Given request
Which lines in the entries below contain the word "person"? Locate each one and copy it in full.

Entries
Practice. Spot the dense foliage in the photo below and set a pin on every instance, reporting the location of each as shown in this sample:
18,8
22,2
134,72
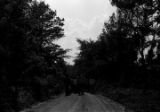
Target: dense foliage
126,53
32,66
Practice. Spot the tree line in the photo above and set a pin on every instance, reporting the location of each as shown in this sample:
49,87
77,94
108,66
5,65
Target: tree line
32,66
126,53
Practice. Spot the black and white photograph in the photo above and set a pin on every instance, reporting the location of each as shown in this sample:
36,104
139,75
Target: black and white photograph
79,55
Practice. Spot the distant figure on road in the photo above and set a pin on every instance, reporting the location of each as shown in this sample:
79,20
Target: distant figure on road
81,84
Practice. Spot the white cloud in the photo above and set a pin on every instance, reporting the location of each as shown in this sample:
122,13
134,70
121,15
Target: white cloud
83,19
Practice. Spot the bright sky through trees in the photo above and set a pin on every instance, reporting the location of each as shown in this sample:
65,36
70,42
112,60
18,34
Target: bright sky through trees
83,19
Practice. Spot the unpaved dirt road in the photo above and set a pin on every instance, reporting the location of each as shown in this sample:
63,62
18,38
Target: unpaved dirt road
76,103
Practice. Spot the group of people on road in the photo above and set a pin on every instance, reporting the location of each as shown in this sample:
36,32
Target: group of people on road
78,85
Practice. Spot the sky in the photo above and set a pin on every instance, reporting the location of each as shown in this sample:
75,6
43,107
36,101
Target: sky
84,19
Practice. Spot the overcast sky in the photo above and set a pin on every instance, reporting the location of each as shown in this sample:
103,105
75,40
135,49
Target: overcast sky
83,19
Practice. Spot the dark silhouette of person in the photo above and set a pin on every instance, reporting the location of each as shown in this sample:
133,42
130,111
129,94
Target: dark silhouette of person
67,85
80,84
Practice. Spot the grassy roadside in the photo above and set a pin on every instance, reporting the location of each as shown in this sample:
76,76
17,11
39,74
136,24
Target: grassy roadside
135,99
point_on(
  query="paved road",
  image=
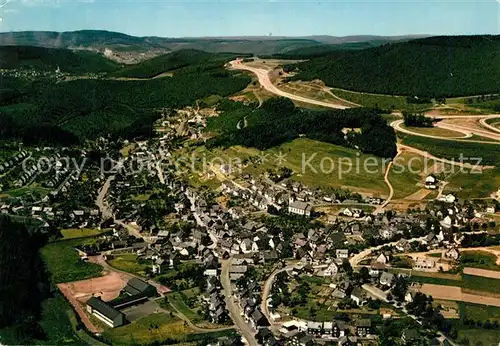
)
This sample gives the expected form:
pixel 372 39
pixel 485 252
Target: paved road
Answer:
pixel 263 76
pixel 234 310
pixel 101 202
pixel 397 125
pixel 267 290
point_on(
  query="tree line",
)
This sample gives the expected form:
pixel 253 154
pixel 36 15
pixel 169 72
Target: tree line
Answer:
pixel 279 121
pixel 433 67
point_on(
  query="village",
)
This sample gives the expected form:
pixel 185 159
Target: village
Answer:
pixel 255 252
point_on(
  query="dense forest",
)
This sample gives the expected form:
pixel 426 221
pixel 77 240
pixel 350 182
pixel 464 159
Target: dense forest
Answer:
pixel 279 121
pixel 23 281
pixel 173 61
pixel 49 59
pixel 441 66
pixel 70 112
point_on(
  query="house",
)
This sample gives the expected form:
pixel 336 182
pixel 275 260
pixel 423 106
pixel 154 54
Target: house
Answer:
pixel 431 182
pixel 424 263
pixel 363 327
pixel 136 286
pixel 105 312
pixel 451 254
pixel 358 296
pixel 409 335
pixel 386 279
pixel 258 320
pixel 342 253
pixel 348 340
pixel 382 259
pixel 331 270
pixel 300 208
pixel 314 327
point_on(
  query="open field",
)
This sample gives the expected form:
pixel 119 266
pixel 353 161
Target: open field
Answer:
pixel 473 185
pixel 343 167
pixel 64 263
pixel 453 150
pixel 407 174
pixel 160 328
pixel 479 259
pixel 107 287
pixel 177 299
pixel 128 263
pixel 456 294
pixel 315 90
pixel 482 272
pixel 72 233
pixel 435 131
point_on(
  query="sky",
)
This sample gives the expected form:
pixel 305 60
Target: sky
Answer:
pixel 183 18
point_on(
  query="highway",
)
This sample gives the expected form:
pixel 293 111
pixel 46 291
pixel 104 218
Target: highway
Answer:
pixel 265 81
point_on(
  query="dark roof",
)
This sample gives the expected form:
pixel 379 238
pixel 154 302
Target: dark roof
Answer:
pixel 410 334
pixel 138 285
pixel 98 304
pixel 364 323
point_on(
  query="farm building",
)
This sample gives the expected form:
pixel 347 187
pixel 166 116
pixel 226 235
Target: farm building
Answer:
pixel 104 312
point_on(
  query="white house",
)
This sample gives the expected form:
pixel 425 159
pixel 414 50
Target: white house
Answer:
pixel 331 270
pixel 300 208
pixel 382 259
pixel 430 182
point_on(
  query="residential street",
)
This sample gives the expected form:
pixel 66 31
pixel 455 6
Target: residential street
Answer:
pixel 234 310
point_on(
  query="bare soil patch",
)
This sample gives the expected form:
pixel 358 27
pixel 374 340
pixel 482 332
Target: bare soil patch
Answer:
pixel 455 293
pixel 482 272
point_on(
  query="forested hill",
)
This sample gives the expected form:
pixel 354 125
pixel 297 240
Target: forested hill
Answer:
pixel 436 67
pixel 173 61
pixel 47 59
pixel 23 281
pixel 68 113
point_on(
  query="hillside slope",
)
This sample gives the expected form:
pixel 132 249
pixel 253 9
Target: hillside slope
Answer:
pixel 50 59
pixel 101 39
pixel 436 67
pixel 173 61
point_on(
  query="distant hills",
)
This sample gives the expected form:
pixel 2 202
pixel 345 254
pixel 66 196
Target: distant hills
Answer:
pixel 100 40
pixel 440 66
pixel 51 58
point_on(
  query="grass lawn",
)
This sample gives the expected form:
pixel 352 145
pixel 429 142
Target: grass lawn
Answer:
pixel 128 263
pixel 342 167
pixel 479 259
pixel 177 299
pixel 454 149
pixel 159 328
pixel 65 265
pixel 72 233
pixel 479 312
pixel 406 174
pixel 466 185
pixel 435 131
pixel 482 284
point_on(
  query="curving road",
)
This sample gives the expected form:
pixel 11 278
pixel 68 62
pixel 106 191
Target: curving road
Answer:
pixel 234 310
pixel 397 125
pixel 265 81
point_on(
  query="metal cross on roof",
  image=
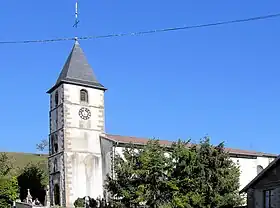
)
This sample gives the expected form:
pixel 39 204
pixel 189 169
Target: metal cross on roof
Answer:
pixel 76 15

Solved problem
Practice. Spot the dark silhouette of person in the photo above and set a pin on every instance, reporting the location of each as shown in this sample:
Target: dark silhouette of person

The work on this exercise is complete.